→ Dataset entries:

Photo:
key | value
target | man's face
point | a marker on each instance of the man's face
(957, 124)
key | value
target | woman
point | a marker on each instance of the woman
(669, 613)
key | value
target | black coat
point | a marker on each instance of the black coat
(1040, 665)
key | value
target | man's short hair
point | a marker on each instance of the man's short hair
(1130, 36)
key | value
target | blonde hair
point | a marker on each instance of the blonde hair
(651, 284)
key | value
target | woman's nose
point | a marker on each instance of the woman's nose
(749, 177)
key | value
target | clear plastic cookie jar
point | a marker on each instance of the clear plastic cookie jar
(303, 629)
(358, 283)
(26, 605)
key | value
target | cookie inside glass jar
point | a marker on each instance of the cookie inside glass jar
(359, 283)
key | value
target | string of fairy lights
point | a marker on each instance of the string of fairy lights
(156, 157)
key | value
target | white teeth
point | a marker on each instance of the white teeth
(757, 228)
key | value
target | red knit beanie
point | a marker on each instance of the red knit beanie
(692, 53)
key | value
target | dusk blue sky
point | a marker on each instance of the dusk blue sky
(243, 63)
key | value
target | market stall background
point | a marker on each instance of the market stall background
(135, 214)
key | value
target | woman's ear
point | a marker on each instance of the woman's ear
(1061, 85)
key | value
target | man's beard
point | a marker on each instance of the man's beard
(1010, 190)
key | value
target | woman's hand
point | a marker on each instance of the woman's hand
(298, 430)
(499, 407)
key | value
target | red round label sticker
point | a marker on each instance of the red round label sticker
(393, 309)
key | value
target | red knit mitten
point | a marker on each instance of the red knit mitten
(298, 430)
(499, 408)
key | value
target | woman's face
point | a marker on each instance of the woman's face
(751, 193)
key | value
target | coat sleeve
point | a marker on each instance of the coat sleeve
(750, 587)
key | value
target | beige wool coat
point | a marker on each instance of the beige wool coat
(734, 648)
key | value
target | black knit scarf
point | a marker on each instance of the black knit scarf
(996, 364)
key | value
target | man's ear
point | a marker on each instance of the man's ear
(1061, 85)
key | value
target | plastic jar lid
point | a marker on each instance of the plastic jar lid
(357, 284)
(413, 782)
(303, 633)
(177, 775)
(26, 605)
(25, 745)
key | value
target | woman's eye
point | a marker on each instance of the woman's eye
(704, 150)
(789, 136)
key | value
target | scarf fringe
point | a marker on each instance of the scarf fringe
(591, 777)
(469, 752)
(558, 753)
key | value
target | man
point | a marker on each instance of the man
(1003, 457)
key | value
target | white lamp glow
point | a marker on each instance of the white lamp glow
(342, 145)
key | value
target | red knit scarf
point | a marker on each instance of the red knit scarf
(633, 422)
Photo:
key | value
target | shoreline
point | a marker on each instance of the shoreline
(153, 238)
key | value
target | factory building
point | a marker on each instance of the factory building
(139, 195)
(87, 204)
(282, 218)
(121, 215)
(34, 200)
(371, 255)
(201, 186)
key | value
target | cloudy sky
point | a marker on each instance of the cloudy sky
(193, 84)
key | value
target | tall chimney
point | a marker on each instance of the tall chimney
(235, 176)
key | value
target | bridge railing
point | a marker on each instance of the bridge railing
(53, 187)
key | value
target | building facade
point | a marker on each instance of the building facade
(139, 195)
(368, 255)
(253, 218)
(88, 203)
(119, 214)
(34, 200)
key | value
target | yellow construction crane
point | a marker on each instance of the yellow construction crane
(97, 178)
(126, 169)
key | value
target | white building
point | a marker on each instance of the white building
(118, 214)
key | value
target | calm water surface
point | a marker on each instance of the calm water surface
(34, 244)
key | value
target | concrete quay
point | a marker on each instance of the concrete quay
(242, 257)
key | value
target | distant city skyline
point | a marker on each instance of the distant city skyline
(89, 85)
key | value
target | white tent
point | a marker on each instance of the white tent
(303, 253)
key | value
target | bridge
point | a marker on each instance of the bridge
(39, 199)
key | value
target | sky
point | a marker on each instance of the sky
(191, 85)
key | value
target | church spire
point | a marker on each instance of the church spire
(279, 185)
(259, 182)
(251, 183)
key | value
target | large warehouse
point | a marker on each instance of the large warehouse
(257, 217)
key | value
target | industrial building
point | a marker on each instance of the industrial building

→ TASK: Set down the listing in full, keeping every word exactly as it is.

→ EXPECTED ANSWER:
Photo:
key | value
target | man's face
point | a marker on each instance of the man's face
(957, 124)
key | value
target | woman
point | a marker on each instance of the woman
(669, 613)
key | value
target | black coat
point | a marker on each instance of the black coat
(1040, 665)
key | value
target | man's short hair
point | a marker on each instance of the man's short hair
(1130, 36)
key | value
target | blonde hair
point | a marker on each instance of the blonde hair
(651, 284)
key | value
target | woman's nose
point | a marker on each instance of the woman's nose
(749, 177)
key | value
target | clear plastic cookie jar
point | a marker on each instance of the clear plastic cookie jar
(303, 629)
(358, 283)
(26, 605)
key | value
target | cookie inside glass jar
point | a marker on each instance of the cookie inside glass jar
(359, 283)
key | value
target | string of fairy lights
point | a marker on each instance of the string of fairy lights
(156, 157)
key | value
target | white teeth
point | a marker on each instance of the white teeth
(757, 228)
key | value
target | red knit beanie
point | a marker on each instance of the red knit beanie
(692, 53)
key | value
target | dusk blue sky
point | a marker on each instance of the dusk blue sky
(243, 63)
key | value
target | market stall background
point | a marker on each instance of the market stall background
(135, 214)
key | value
target | woman's ear
point | a marker on each instance of the woman's ear
(1061, 85)
key | value
target | man's beard
point | a marker on each instance of the man's beard
(1010, 190)
key | value
target | woman's hand
point | a marker on each instance of the woman's hand
(298, 430)
(499, 407)
key | value
target | red round label sticker
point | a marker on each instance of the red round label sticker
(393, 309)
key | value
target | red knit mitten
point | a marker on each instance of the red knit mitten
(298, 430)
(499, 408)
key | value
target | woman's face
point | a marker on each instance of the woman's face
(751, 193)
key | value
target | coat sleeve
point | a marker on each instance of the coat sleeve
(750, 587)
key | value
target | beige wool coat
point | a marker on each instance of the beige wool coat
(734, 648)
key | value
target | black knit scarf
point | a marker on each instance of the black knit scarf
(996, 364)
key | value
target | man's ear
point | a marker on each instance of the man's ear
(1061, 85)
key | value
target | plastic jar lid
point | a marker on each instance of the plastic jar lid
(357, 284)
(413, 782)
(303, 633)
(177, 775)
(26, 605)
(25, 745)
key | value
target | woman's eye
point | a marker on each instance of the woman's eye
(704, 150)
(789, 136)
key | value
target | scarf fringe
point | a marker on each instance of the scarf fringe
(591, 777)
(469, 752)
(558, 753)
key | value
target | man
point | a marker on each instance of the man
(1003, 457)
key | value
target | white lamp glow
point | a marker on each instance of the white lamp glow
(342, 145)
key | value
target | red knit scarf
point | a marker on each instance of the red knit scarf
(633, 422)
Photo:
key | value
target | shoreline
point | a marker on each instance of the shoreline
(153, 238)
key | value
target | factory building
point | a marker on each instance of the factory building
(139, 195)
(87, 204)
(282, 218)
(121, 215)
(34, 200)
(371, 255)
(201, 186)
key | value
target | cloudy sky
point | a marker on each instance of the cloudy sky
(193, 84)
key | value
target | tall chimney
point | a marker on each instance of the tall chimney
(235, 176)
key | value
target | bridge railing
point | a marker on each instance of the bridge railing
(53, 187)
key | value
target | building facade
point | a marker on each instance of the building facade
(139, 195)
(368, 255)
(253, 218)
(88, 203)
(119, 214)
(34, 200)
key | value
target | yellow construction crane
point | a marker on each instance of the yellow construction crane
(97, 178)
(126, 169)
key | value
target | white building
point | a marker on each instance of the white building
(118, 214)
key | value
target | calm water surface
point | a marker on each instance of the calm water surface
(34, 244)
key | value
target | concrete quay
point | a marker on each instance of the concrete quay
(242, 257)
key | value
target | distant city skyline
point | a marker on each instance of the distant city skyline
(89, 85)
key | value
target | white tent
point | a marker on each instance of the white tent
(303, 253)
key | value
target | bridge
point | a marker on each instance of the bridge
(39, 199)
key | value
target | sky
point | a marker on each instance of the sky
(191, 85)
key | value
target | church spire
point | a marker on each instance of the church spire
(279, 185)
(259, 182)
(251, 183)
key | value
target | large warehouse
point | a marker on each instance of the large warehouse
(257, 217)
key | value
target | industrial building
point | a marker on each instance of the industrial building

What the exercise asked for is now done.